[Given passage — start]

Opinion

Alzheimer’s drug no cash cow

by Max Nisen

The U.S. Food and Drug Administration’s approval last week of Biogen Inc.’s Alzheimer’s treatment aducanumab was a mistake based on weak evidence. The question now is just how much the U.S. will spend on a drug that may not help patients. No one but Biogen will like the answer.

Biogen priced its drug at about $56,000 a year, which is exceptionally high for a medicine targeting a large population like the 6 million Americans believed to have Alzheimer’s. But that’s not all: A misguided bit of U.S. health-care policy will compound the burden of its price.

Medicare pays doctors a fee worth 6% of the cost of any drug administered in their office, creating a substantial financial incentive to choose more expensive medicines regardless of merit. The fee is supposed to compensate doctors for local variation in the price of medicines and storage costs. Instead, it’s become part of a perverse feedback loop in which physicians favor expensive drugs, and drugmakers price aggressively to appeal to them and pad profits.

[Given passage — finish]
[Source information — start]

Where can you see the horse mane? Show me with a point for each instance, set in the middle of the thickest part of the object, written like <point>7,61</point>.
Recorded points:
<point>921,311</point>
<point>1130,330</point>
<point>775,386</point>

[Source information — finish]

**Your goal:** According to the opinion piece on the Alzheimer's drug, what percentage of a drug's cost does Medicare pay doctors as a fee for drugs administered in their office? These lines aren't needed for anything here.

**Reply:** 6%